[Region pointing data]

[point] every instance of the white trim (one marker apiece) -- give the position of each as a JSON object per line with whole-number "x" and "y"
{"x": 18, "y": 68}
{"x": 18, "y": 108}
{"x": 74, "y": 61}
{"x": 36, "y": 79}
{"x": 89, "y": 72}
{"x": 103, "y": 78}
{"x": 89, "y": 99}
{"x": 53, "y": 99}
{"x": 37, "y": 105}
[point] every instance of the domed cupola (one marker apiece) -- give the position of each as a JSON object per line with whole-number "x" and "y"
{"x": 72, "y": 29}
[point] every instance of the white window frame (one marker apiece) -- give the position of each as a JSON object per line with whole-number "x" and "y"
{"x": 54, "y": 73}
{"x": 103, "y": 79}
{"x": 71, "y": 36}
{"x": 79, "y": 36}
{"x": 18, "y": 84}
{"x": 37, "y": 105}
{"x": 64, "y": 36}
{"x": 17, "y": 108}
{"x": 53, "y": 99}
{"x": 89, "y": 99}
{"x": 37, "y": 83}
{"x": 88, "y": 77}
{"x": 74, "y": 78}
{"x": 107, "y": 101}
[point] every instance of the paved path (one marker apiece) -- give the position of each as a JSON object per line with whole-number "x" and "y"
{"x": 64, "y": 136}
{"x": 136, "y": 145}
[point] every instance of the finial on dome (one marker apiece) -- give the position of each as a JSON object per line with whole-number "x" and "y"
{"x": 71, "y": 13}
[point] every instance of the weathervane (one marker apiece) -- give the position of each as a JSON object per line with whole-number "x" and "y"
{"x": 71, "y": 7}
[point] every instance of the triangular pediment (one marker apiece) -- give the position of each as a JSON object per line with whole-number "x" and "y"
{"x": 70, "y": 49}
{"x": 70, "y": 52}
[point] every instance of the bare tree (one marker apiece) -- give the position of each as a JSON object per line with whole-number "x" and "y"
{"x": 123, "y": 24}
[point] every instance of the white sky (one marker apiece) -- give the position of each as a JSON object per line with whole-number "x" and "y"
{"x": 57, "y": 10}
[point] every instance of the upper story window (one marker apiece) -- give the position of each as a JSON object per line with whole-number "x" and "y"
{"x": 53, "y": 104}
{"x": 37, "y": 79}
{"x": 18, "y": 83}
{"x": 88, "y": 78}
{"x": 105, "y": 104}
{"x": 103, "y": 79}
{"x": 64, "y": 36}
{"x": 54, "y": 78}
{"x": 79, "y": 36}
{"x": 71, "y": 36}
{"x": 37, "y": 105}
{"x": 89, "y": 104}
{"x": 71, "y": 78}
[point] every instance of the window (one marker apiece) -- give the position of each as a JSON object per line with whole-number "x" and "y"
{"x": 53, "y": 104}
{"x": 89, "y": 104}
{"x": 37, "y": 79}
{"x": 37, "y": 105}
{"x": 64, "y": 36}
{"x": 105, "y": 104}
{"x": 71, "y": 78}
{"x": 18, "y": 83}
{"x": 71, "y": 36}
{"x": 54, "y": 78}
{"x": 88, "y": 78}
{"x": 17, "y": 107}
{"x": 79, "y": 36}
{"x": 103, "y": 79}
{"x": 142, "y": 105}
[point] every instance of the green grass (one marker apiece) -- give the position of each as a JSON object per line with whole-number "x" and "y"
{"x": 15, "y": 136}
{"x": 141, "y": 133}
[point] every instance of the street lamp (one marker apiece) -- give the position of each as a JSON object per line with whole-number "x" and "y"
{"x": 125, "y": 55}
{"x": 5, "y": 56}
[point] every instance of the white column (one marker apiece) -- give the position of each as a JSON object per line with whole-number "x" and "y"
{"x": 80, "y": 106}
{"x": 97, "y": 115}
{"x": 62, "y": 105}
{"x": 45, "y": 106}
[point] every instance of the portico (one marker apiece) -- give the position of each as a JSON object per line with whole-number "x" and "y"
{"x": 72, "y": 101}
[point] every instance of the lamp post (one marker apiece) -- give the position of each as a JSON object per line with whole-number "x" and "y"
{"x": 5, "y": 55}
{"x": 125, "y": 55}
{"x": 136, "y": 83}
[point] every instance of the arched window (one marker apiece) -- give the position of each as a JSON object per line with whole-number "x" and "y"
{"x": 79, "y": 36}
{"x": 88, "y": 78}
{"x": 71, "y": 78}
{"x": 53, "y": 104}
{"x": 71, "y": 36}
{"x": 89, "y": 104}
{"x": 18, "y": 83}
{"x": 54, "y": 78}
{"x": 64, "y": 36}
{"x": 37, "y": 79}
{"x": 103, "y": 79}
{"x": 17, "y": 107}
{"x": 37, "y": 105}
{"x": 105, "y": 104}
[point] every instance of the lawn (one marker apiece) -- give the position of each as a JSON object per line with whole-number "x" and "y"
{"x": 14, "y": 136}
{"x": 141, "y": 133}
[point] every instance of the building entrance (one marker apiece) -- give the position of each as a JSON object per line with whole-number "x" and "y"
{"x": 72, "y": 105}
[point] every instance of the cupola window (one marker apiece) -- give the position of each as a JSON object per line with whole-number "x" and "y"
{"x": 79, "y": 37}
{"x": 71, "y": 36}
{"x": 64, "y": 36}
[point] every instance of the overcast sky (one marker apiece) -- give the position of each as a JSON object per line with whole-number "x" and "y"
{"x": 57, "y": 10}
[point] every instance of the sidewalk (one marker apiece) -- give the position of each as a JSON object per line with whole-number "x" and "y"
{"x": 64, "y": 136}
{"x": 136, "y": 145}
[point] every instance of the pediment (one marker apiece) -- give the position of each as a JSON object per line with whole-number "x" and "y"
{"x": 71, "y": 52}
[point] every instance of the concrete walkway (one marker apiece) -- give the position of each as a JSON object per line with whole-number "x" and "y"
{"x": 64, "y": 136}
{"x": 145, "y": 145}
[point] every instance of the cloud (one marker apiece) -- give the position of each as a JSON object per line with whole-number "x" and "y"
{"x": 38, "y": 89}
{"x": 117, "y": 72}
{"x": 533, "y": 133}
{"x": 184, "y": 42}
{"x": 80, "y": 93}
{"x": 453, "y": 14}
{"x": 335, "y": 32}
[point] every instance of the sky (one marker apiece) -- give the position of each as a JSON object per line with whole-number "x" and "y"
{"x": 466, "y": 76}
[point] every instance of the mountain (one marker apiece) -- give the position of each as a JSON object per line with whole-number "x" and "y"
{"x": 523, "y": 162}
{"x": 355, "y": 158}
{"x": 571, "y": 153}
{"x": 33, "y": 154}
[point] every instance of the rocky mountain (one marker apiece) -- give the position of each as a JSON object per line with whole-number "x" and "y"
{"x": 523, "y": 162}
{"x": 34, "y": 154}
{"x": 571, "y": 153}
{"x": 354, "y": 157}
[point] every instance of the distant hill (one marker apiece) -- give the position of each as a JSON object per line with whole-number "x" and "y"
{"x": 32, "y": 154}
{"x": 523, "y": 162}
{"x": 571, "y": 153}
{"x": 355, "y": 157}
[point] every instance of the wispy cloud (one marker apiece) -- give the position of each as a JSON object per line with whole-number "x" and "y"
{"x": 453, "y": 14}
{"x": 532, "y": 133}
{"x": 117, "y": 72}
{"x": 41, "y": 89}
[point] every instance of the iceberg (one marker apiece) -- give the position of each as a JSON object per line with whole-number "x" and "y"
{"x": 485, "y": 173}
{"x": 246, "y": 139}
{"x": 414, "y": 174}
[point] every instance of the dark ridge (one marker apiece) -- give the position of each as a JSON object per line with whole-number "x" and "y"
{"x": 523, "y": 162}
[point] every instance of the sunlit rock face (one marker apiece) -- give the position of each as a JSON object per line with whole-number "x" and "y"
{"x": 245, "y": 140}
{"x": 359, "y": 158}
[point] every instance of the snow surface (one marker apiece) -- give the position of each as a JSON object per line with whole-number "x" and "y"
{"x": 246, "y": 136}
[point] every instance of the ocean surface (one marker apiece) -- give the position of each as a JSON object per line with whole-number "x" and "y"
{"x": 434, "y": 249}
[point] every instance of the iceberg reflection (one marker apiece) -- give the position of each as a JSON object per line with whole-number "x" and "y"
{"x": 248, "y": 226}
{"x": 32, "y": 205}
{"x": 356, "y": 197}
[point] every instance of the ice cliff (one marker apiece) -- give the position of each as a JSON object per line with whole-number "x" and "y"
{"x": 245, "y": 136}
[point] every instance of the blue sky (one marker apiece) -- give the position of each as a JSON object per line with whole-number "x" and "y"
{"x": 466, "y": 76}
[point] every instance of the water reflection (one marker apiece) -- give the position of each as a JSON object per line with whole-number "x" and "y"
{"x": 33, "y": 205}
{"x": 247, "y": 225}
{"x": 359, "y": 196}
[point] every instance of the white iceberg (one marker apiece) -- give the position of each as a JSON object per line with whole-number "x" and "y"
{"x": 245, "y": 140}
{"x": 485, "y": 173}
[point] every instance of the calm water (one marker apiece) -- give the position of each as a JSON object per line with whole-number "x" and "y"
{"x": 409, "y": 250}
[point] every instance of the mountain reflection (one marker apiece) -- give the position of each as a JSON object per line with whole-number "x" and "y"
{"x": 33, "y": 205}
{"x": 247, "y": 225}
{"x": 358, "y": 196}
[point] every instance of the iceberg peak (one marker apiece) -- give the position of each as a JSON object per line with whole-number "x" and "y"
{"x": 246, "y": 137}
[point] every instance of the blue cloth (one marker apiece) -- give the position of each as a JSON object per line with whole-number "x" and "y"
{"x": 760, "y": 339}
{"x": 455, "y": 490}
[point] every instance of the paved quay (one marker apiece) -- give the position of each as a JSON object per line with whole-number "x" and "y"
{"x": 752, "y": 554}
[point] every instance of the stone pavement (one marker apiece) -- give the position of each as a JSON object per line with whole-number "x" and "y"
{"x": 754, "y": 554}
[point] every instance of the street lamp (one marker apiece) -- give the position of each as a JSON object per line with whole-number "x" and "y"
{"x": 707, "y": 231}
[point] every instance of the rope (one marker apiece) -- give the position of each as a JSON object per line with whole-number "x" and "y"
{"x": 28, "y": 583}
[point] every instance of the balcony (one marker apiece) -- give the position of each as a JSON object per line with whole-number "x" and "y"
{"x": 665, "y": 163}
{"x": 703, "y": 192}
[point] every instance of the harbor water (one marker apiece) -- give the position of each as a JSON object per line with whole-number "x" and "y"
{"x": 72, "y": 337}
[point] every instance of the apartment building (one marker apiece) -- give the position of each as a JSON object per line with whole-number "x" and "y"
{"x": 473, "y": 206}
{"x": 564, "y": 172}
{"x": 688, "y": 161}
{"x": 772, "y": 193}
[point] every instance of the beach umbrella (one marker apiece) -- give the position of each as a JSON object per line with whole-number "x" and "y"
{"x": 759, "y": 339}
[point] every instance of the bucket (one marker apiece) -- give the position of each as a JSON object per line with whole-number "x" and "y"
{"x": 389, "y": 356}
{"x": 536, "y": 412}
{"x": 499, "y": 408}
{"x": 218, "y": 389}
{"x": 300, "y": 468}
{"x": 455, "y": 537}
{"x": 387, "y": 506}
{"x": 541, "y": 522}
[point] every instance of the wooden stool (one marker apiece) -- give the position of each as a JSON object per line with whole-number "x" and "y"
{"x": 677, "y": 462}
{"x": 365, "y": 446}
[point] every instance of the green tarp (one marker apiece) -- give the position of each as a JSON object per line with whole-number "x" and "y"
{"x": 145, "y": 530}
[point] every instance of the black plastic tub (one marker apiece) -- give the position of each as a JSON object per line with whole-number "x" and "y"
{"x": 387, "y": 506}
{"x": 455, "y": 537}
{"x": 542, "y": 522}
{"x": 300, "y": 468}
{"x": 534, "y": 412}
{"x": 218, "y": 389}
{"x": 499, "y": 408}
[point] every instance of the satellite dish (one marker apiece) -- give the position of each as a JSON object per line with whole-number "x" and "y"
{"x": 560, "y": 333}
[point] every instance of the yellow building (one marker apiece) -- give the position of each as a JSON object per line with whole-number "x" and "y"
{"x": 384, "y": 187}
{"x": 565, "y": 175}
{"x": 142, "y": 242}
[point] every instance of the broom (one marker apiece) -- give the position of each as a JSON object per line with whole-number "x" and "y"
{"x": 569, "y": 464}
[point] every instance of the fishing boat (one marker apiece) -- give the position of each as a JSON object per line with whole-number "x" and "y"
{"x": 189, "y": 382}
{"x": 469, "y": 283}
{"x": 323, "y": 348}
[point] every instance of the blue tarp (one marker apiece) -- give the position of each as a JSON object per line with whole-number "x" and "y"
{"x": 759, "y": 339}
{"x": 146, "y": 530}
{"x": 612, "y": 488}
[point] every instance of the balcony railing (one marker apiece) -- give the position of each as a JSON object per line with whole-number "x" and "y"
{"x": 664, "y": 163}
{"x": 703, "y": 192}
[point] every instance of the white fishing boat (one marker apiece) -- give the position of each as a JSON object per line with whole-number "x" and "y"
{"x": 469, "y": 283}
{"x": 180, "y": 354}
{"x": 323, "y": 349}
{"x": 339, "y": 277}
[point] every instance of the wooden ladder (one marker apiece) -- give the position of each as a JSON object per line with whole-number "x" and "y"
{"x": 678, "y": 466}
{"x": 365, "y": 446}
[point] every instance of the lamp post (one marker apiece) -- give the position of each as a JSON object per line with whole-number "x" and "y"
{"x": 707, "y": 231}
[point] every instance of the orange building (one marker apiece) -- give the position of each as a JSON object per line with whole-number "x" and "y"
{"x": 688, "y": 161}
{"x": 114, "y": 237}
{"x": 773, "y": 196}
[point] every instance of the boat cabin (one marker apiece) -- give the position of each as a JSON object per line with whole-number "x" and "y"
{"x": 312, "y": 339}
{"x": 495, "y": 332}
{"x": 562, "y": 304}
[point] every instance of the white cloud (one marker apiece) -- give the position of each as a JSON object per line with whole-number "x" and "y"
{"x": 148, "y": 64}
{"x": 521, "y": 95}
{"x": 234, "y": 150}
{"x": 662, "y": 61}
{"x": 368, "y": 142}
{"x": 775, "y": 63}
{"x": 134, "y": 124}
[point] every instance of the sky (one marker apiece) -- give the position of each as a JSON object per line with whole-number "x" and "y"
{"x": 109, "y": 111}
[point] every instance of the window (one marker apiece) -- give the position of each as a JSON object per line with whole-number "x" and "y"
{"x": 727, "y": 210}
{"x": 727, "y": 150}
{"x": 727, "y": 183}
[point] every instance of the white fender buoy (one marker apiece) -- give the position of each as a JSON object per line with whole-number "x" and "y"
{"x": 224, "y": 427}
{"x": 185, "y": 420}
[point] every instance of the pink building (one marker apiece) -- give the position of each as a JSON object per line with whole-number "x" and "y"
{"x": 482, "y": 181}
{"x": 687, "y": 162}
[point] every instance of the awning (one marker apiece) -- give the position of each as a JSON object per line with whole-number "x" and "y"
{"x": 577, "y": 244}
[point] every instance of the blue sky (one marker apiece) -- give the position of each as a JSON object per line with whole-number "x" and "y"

Task description:
Each line from the one containing "[point] every instance of the pink" to the last line above must be returned exactly, and no line outside that range.

Written solution:
[point] every instance of the pink building (one marker apiece) -- give the position of each as a JSON object per line with whole-number "x" and "y"
{"x": 482, "y": 181}
{"x": 687, "y": 162}
[point] every instance of the awning (one marker apiece) -- give the position of each as a JSON object per line with whole-number "x" and "y"
{"x": 577, "y": 244}
[point] every instance of the blue sky (one marker apiece) -- give the position of each as a JSON object per line with whole-number "x" and "y"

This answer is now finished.